* [REQUIRED WORK]: Please output, without any change, the lines of the material below from the very first through the one with "ground cover plant | outline every instance".

* [TASK MATERIAL]:
—————

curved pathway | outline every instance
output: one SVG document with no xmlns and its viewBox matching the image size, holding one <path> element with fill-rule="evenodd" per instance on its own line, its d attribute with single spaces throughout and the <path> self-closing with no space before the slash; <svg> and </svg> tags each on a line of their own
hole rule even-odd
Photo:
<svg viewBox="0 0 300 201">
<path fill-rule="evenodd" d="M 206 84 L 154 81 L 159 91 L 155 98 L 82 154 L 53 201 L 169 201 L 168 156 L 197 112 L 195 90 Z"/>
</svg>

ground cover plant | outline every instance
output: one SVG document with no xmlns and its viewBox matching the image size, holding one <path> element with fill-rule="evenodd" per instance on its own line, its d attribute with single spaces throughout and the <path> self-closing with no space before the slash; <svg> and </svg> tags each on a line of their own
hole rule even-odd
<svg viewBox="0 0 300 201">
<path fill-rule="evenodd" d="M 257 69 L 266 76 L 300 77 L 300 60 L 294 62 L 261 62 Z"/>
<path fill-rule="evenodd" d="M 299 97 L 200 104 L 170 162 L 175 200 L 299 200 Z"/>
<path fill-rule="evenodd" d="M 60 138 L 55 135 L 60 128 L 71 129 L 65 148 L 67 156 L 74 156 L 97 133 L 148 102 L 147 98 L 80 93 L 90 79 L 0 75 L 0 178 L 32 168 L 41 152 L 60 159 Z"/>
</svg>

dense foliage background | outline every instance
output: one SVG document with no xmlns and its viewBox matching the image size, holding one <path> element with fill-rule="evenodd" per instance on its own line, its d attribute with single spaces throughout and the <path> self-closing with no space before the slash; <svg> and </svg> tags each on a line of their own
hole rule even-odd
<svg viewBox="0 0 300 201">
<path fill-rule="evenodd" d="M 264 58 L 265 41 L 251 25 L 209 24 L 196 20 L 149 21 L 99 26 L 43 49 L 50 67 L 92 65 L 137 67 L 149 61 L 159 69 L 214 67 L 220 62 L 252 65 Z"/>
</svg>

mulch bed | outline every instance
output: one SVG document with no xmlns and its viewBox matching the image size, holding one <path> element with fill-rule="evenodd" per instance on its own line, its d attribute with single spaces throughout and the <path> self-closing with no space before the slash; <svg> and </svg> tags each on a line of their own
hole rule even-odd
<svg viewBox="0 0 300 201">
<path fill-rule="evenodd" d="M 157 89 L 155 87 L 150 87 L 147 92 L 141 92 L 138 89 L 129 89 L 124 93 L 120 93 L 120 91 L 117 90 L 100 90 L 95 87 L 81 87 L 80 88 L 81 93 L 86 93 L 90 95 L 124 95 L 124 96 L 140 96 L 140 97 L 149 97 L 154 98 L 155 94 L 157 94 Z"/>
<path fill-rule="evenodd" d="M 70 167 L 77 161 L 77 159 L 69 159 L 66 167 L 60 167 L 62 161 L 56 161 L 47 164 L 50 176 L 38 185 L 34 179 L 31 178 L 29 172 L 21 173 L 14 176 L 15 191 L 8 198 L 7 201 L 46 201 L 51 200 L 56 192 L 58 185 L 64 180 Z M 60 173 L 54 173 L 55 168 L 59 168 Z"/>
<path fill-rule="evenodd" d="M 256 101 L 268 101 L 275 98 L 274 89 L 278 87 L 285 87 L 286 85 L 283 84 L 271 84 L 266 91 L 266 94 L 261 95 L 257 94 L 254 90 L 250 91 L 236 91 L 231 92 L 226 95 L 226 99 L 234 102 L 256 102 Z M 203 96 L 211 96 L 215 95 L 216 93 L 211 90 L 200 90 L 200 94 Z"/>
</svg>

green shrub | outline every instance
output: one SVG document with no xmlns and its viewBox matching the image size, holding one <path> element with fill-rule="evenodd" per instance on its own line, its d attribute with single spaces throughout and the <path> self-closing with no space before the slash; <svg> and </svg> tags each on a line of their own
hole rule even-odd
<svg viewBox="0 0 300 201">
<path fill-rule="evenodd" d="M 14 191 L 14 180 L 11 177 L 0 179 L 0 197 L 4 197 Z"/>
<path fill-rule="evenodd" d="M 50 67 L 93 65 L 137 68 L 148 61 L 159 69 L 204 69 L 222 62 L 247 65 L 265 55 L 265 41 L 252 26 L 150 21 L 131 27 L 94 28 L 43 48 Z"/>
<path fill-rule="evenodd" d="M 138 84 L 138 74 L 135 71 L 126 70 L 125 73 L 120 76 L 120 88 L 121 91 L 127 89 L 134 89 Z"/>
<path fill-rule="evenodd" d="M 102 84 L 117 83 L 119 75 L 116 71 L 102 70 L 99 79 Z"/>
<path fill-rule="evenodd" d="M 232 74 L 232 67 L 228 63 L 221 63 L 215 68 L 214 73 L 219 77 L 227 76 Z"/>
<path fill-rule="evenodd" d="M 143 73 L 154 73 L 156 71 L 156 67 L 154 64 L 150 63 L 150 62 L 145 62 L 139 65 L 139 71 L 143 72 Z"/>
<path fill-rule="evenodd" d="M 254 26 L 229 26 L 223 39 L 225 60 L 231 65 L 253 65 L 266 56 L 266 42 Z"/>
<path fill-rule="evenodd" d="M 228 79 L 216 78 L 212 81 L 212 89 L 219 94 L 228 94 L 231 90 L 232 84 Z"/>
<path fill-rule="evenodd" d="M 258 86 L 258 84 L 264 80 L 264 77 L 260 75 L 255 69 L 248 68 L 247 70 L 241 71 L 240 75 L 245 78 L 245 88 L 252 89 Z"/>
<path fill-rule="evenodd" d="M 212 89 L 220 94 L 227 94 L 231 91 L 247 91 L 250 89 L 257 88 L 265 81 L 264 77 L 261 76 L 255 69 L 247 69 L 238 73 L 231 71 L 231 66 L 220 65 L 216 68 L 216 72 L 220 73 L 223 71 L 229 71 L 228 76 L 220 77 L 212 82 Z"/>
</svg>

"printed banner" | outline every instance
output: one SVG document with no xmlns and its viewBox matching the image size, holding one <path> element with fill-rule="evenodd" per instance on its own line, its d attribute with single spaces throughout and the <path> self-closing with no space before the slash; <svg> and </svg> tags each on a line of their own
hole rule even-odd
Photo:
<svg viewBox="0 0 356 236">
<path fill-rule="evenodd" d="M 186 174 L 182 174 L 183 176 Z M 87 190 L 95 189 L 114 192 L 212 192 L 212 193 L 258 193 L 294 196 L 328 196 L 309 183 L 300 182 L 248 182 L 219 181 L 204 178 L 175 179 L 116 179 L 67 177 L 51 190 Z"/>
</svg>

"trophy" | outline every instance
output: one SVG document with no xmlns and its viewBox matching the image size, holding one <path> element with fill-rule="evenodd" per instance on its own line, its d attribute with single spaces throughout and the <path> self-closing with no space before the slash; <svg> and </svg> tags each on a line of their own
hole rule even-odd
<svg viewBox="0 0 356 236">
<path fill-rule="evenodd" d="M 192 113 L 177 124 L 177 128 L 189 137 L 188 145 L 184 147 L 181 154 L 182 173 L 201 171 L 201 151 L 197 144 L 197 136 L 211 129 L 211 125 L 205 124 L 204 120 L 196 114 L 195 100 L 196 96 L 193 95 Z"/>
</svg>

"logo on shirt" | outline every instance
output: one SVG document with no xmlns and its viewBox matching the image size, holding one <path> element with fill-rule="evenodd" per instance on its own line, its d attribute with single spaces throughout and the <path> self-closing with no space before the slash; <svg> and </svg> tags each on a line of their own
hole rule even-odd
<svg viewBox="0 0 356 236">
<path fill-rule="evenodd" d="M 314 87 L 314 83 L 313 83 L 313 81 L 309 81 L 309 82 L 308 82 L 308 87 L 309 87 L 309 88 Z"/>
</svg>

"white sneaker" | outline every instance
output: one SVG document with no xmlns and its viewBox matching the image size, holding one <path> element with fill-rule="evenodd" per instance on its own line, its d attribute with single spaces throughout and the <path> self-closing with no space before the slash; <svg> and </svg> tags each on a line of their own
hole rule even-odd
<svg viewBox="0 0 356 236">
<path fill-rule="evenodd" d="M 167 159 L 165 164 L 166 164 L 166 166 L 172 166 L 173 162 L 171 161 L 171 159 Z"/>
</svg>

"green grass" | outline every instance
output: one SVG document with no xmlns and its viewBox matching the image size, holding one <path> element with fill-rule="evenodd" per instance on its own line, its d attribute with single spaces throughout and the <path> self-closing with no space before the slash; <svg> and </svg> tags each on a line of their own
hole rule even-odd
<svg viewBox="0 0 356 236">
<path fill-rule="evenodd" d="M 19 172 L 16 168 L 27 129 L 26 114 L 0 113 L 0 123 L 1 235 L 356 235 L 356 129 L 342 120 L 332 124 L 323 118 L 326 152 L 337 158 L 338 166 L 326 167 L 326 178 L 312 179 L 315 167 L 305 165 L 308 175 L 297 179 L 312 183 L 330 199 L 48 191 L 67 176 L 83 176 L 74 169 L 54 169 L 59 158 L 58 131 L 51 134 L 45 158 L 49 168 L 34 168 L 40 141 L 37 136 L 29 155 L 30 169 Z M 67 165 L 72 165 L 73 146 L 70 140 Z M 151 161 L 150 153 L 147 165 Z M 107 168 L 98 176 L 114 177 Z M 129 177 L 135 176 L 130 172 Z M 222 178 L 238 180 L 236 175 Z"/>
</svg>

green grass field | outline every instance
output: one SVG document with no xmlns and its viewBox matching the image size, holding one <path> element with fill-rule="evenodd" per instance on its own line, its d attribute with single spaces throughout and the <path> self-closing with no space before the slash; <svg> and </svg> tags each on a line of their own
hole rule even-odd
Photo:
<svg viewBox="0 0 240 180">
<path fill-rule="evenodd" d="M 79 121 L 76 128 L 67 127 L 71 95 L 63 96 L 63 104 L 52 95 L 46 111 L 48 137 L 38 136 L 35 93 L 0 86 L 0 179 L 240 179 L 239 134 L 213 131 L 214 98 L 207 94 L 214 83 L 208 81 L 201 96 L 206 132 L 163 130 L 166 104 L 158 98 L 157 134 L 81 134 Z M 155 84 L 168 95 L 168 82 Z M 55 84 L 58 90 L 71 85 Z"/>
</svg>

—————

* [EXERCISE SOLUTION]:
curved pathway | outline every instance
output: one SVG document with no xmlns and its viewBox matching the image size, holding one <path> element with fill-rule="evenodd" per instance on its own line, its d attribute with single spaces throughout and the <path> self-closing with no space before the slash; <svg> and </svg> tags each on a line of their own
hole rule even-odd
Photo:
<svg viewBox="0 0 300 201">
<path fill-rule="evenodd" d="M 206 84 L 154 81 L 159 91 L 155 98 L 82 154 L 53 201 L 169 201 L 168 156 L 197 112 L 195 90 Z"/>
</svg>

ground cover plant | outline every instance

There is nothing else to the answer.